:: FRAGMENTO DEL TEXTO ::
○ ○ ○ ○ ○

En una fiesta Blackwood conoció al pintor Lucian Freud, por entonces casi desconocido, y se fugaron a París. A pesar de la sistemática conspiración de su madre para destruir el vínculo, el romance prosperó. Se casaron y en los cinco años que estuvieron juntos hubo infidelidades, problemas económicos, tensiones por el ego maníaco de Freud. Aún así alimentaron la formación artística de la joven; se hizo amiga de Francis Bacon, descubrió el mundo de la bohemia londinense y el alcohol, que sería una de sus adicciones.
Recién quince años más tarde Blackwood empezaría a escribir. Entre tanto, abandonó a Freud; angustiada por la ruptura y abrumada con los intentos de él por volver, se refugió en la villa romana de una tía. Ahí se enamoró del guionista Ivan Moffat, al que después siguió hasta California para aventurarse en la interpretación. No tuvo el éxito que esperaba y se mudó a Nueva York. Tuvo un romance breve con el fotógrafo Walker Evans, y muy rápido se casó con el pianista Israel Citkowitz, músico prometedor que se consagró a cuidar a su esposa y a sus dos hijas.
El tercer matrimonio de Blackwood empezó con una pasión desbordada por el poeta Robert Lowell, que derivó muy pronto en un caos sentimental, ya que ambos padecían trastornos psicológicos (él era bipolar y ella sufría un alcoholismo crónico). El drama se agravó con el nacimiento del único hijo que tuvieron juntos. Y las desgracias se sucedieron en una cadena siniestra: la niñera llevó a los tres hijos de Carolina a pasear y un auto los chocó; la pareja salió en auto y sufrió un accidente; una de las nenas fue a la cocina a buscar galletitas y se le cayó una tetera llena de agua hirviendo en la cara.
En particular, este último suceso se muestra en el relato “Unidad de quemados”, que narra la experiencia de la escritora en el hospital mientras su hija permanecía internada. Y hay más aún, luego de siete años escabrosos, Lowell decidió volver con su anterior esposa, pero nunca llegó a destino: sufrió un ataque al corazón en el taxi que lo llevaba de vuelta a la casa de su exmujer en Nueva York, mientras llevaba en las manos un retrato Caroline pintado por Freud. Con tan sólo unos meses de diferencia también murió la hija mayor de Blackwood, por una sobredosis.

○ ○ ○ ○ ○

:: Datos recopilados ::

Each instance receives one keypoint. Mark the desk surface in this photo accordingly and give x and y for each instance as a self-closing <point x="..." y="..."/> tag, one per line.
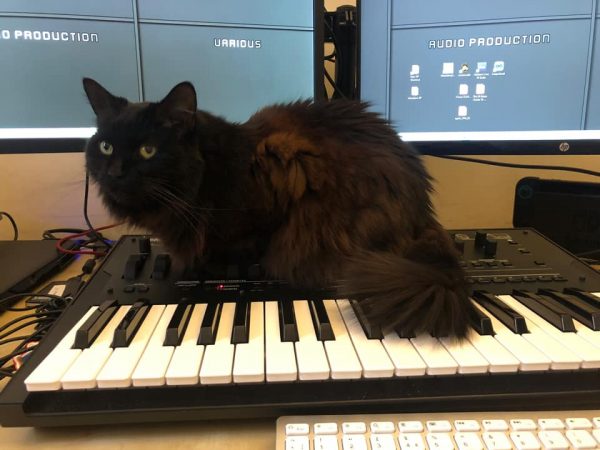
<point x="220" y="435"/>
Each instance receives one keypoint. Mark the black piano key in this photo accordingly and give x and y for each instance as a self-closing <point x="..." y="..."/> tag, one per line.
<point x="89" y="331"/>
<point x="371" y="330"/>
<point x="581" y="310"/>
<point x="178" y="324"/>
<point x="241" y="323"/>
<point x="210" y="324"/>
<point x="504" y="313"/>
<point x="482" y="323"/>
<point x="546" y="309"/>
<point x="287" y="321"/>
<point x="132" y="321"/>
<point x="320" y="319"/>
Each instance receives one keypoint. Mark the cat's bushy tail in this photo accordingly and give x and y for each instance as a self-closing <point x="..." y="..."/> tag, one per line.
<point x="421" y="290"/>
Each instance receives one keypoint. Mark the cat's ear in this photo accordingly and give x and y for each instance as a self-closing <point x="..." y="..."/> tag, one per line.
<point x="179" y="106"/>
<point x="103" y="102"/>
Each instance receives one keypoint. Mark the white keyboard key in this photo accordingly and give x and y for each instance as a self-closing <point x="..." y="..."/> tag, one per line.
<point x="342" y="357"/>
<point x="152" y="366"/>
<point x="296" y="429"/>
<point x="326" y="443"/>
<point x="354" y="442"/>
<point x="468" y="441"/>
<point x="297" y="443"/>
<point x="466" y="425"/>
<point x="525" y="440"/>
<point x="411" y="441"/>
<point x="382" y="427"/>
<point x="578" y="423"/>
<point x="325" y="428"/>
<point x="310" y="354"/>
<point x="382" y="442"/>
<point x="217" y="365"/>
<point x="553" y="440"/>
<point x="438" y="425"/>
<point x="120" y="365"/>
<point x="494" y="425"/>
<point x="354" y="427"/>
<point x="551" y="424"/>
<point x="249" y="361"/>
<point x="82" y="373"/>
<point x="410" y="426"/>
<point x="373" y="357"/>
<point x="280" y="356"/>
<point x="469" y="360"/>
<point x="46" y="376"/>
<point x="439" y="441"/>
<point x="496" y="440"/>
<point x="436" y="357"/>
<point x="404" y="356"/>
<point x="185" y="363"/>
<point x="523" y="425"/>
<point x="581" y="439"/>
<point x="562" y="358"/>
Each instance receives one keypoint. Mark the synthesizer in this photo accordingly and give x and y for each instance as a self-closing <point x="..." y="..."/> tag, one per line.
<point x="145" y="341"/>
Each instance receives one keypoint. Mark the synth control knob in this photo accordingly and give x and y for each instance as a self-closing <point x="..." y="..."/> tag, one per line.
<point x="480" y="238"/>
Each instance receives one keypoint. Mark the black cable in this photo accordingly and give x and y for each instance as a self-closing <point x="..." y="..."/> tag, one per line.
<point x="14" y="224"/>
<point x="519" y="166"/>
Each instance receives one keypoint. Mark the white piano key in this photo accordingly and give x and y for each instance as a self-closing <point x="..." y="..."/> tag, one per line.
<point x="46" y="376"/>
<point x="500" y="359"/>
<point x="469" y="360"/>
<point x="217" y="365"/>
<point x="152" y="366"/>
<point x="435" y="355"/>
<point x="530" y="358"/>
<point x="343" y="360"/>
<point x="310" y="354"/>
<point x="82" y="374"/>
<point x="249" y="361"/>
<point x="280" y="356"/>
<point x="404" y="356"/>
<point x="373" y="357"/>
<point x="120" y="365"/>
<point x="562" y="358"/>
<point x="187" y="357"/>
<point x="587" y="352"/>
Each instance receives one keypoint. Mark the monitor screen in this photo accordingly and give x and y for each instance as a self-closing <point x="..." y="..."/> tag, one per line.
<point x="496" y="77"/>
<point x="240" y="55"/>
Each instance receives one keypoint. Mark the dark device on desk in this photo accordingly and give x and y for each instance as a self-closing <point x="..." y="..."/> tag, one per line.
<point x="25" y="264"/>
<point x="568" y="212"/>
<point x="137" y="275"/>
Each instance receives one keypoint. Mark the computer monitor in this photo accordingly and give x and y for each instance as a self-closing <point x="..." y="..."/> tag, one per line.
<point x="473" y="76"/>
<point x="240" y="55"/>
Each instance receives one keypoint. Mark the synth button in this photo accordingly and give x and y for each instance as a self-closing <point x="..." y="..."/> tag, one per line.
<point x="162" y="265"/>
<point x="133" y="266"/>
<point x="321" y="320"/>
<point x="178" y="324"/>
<point x="210" y="324"/>
<point x="504" y="313"/>
<point x="287" y="321"/>
<point x="132" y="321"/>
<point x="372" y="331"/>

○ ○ ○ ○ ○

:: TU TAREA ::
Prolonga el fragmento sobre la vida de Caroline Blackwood a partir de su última oración. Las entradas no son necesarias para resolver nada aquí.

:: TU RESPUESTA ::
Más allá de la sucesión trágica, esa época contribuyó con la vocación de Blackwood como escritora. En los diez años que siguieron publicó cuatro novelas (alguna tenebrosa, como La hijastra, o bien la más gótica Great Granny Webster, inspirada en su familia), tres ensayos, dos compilaciones de textos breves y un libro de recetas.
Aún así, recién ahora se traduce a nuestra lengua una selección con sus relatos más destacados, que en su conjunto resultan un camino extraordinario para recorrer el territorio cautivantemente sombrío de su poética. De hecho, en sintonía con el lujo de los escenarios, el lenguaje es sofisticado; sus metáforas encuentran el modo de exhibir lo sórdido con una elegancia siniestra. Los hombres, las mujeres, incluso los niños que habitan las escenas miran a los otros desde la desconfianza, el resentimiento y actúan para dañarse mutuamente en una cadena sinfín. Las escenas consiguen captar la dimensión más abismal de la herida de la soledad y la capacidad de autoflagelación que sólo se serena cuando se lastima a otro.
Ni una palabra, Caroline Blackwood. Trad. Damián Tullio. Chai Editora, 212 págs.